> [YOUR INSTRUCTIONS]: Print exactly, and only, the lines running from the line containing "Where can the noseband" through the end of the records below.

> [Raw records]:
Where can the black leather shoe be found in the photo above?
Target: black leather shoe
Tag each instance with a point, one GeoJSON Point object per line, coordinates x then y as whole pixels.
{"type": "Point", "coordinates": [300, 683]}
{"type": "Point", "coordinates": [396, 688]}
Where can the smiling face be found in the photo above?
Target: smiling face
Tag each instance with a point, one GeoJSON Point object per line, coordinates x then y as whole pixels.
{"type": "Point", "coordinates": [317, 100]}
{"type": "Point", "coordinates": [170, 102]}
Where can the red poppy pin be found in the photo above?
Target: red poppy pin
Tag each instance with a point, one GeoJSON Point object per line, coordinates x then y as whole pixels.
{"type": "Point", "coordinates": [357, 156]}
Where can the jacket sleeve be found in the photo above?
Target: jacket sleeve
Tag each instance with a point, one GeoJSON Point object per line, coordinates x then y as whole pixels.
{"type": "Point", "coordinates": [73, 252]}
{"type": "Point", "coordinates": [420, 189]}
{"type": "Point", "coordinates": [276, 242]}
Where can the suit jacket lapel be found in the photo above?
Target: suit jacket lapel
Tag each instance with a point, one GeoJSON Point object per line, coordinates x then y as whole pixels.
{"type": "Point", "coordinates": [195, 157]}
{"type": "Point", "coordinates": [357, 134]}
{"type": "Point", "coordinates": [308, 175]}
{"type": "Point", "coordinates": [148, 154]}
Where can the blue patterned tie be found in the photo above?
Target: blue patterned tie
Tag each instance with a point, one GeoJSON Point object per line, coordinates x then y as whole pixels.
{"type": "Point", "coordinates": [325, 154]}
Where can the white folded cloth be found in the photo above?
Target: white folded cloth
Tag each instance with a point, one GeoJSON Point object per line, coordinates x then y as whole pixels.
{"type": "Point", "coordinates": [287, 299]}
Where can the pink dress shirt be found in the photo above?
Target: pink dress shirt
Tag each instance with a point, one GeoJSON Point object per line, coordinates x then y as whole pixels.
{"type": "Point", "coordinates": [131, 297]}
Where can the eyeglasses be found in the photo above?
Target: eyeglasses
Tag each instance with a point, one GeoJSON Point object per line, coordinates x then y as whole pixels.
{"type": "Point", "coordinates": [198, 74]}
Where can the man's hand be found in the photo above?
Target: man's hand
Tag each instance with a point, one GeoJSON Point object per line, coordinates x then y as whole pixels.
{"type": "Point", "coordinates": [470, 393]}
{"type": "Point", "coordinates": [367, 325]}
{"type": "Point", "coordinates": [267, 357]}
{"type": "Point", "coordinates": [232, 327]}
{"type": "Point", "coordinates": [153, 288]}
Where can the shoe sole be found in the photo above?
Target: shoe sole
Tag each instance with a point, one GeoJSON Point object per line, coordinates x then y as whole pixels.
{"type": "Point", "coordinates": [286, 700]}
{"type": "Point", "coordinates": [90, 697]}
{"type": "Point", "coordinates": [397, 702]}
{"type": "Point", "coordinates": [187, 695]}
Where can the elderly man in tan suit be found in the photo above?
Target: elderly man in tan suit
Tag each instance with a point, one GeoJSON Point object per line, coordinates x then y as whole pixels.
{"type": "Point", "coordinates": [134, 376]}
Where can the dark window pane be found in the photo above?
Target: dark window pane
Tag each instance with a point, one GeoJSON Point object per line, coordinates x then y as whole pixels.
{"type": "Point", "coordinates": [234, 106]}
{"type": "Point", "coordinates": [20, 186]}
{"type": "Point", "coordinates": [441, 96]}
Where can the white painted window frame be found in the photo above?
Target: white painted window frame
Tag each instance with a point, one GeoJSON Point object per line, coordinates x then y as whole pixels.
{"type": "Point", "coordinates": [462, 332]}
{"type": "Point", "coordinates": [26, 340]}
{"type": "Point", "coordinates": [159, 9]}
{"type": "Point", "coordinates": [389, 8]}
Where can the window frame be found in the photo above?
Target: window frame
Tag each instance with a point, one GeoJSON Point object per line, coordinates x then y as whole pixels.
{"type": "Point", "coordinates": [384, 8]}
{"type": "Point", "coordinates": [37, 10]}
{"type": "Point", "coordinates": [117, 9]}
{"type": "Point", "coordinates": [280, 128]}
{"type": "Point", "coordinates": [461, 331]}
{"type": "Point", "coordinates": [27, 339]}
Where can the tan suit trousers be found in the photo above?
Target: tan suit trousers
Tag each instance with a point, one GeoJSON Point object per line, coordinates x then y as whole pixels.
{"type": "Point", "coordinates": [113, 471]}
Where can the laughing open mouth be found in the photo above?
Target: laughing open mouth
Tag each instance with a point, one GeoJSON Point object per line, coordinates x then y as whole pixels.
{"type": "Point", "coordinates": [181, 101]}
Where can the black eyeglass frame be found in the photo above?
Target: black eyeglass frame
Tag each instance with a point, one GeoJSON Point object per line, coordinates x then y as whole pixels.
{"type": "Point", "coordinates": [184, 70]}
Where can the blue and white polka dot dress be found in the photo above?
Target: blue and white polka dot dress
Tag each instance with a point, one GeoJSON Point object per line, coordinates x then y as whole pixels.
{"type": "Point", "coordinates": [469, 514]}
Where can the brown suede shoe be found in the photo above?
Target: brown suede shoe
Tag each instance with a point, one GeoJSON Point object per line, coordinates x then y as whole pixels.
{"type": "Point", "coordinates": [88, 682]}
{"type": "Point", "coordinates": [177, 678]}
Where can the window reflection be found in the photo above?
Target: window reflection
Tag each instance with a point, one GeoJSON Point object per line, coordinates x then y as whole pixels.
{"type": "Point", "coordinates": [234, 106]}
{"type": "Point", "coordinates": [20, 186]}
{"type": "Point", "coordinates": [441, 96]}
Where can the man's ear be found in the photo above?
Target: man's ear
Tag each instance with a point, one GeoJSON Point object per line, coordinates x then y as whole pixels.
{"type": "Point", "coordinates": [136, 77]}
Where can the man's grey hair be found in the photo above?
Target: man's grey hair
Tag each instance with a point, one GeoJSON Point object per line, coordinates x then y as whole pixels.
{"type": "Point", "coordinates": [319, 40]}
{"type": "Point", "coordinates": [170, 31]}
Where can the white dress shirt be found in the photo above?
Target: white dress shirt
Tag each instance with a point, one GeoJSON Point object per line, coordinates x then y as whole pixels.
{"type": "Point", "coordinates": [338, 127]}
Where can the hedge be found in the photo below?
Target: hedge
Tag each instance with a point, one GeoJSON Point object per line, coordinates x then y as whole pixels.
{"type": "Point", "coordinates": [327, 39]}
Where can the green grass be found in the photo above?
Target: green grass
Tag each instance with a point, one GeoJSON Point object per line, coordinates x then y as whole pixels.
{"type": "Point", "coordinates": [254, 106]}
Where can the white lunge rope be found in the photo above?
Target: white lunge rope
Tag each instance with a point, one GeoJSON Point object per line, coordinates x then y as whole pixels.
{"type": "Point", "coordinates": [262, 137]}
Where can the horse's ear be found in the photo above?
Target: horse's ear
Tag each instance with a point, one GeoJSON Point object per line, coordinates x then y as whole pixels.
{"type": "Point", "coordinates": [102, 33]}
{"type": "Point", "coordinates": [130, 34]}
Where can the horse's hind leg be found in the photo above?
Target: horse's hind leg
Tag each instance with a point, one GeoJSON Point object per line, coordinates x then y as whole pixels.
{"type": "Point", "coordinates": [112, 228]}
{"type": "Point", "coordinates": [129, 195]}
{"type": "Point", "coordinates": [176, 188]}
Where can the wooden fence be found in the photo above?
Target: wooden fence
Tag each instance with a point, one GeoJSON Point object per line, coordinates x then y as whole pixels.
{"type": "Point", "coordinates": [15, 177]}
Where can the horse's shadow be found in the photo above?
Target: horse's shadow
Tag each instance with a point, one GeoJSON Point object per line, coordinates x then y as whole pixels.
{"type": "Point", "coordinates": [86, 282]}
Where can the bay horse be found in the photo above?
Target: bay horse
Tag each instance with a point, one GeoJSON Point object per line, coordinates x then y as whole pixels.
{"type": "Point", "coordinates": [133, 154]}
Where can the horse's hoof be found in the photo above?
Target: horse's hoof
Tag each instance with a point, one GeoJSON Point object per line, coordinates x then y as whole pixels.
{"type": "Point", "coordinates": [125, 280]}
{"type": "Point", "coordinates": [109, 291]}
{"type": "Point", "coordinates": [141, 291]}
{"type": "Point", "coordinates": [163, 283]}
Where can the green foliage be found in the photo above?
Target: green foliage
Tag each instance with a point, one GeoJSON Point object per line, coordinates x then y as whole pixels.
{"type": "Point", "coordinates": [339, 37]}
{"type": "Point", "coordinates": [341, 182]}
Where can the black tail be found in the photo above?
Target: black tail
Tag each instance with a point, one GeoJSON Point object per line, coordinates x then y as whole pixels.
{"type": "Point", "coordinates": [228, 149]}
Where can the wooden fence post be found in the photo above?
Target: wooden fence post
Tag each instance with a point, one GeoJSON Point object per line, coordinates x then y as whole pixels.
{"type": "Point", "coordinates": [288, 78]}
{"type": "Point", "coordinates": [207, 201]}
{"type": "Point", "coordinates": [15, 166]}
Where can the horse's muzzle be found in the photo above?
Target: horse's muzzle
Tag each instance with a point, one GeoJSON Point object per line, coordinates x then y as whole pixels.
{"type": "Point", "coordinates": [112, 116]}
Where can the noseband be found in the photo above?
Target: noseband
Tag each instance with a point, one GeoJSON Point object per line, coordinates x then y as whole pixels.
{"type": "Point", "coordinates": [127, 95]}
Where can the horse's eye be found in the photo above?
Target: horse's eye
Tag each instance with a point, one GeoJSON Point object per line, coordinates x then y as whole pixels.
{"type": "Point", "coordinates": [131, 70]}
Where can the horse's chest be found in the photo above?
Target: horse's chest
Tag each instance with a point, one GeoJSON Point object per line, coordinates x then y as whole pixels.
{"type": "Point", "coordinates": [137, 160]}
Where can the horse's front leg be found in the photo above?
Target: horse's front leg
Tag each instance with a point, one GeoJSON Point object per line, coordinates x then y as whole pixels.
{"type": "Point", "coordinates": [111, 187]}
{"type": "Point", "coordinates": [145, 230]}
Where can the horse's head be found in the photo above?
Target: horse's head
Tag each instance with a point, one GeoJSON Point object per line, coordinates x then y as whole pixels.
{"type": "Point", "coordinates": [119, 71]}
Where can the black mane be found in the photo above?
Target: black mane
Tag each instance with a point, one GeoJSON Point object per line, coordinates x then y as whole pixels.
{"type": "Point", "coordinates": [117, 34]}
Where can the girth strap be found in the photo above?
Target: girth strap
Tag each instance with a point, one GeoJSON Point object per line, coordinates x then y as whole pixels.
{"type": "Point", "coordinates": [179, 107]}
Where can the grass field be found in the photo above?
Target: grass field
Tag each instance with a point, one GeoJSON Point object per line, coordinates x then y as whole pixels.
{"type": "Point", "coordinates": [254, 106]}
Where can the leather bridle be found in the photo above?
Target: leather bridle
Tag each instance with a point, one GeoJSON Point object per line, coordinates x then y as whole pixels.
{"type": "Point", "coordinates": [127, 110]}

> [PROBLEM SOLUTION]:
Where can the noseband be found in the photo above?
Target: noseband
Tag each instance with a point, one GeoJSON Point object per line, coordinates x then y as whole pixels.
{"type": "Point", "coordinates": [127, 95]}
Where can the horse's eye be found in the photo above?
Target: horse's eye
Tag each instance with a point, one GeoJSON Point object per line, coordinates x then y as whole pixels.
{"type": "Point", "coordinates": [131, 70]}
Where can the horse's chest be found in the photo above?
Target: horse's chest
Tag each instance with a point, one GeoJSON Point object per line, coordinates x then y as whole pixels.
{"type": "Point", "coordinates": [137, 160]}
Where can the horse's front leg be found in the photo above?
Target: horse's front leg
Tag each instance with a point, one GeoJSON Point object per line, coordinates x then y as whole pixels.
{"type": "Point", "coordinates": [111, 187]}
{"type": "Point", "coordinates": [145, 230]}
Where can the horse's head be found in the photo above?
Target: horse's head
Tag each instance with a point, one GeoJSON Point object per line, coordinates x then y as whole pixels.
{"type": "Point", "coordinates": [119, 71]}
Where can the black mane be found in the photo above?
Target: black mane
Tag each instance with a point, one GeoJSON Point object per line, coordinates x then y as whole pixels.
{"type": "Point", "coordinates": [117, 34]}
Where can the girth strap be found in the photo above?
Target: girth strap
Tag each instance with a point, one GeoJSON Point object per line, coordinates x then y as whole pixels.
{"type": "Point", "coordinates": [179, 107]}
Where can the grass field be found in the photo above?
Target: grass field
Tag each instance with a point, one GeoJSON Point object per line, coordinates x then y as whole pixels.
{"type": "Point", "coordinates": [254, 106]}
Where can the leather bridle be found in the photo above?
Target: leather bridle
Tag each instance with a point, one GeoJSON Point object per line, coordinates x then y as whole pixels.
{"type": "Point", "coordinates": [127, 110]}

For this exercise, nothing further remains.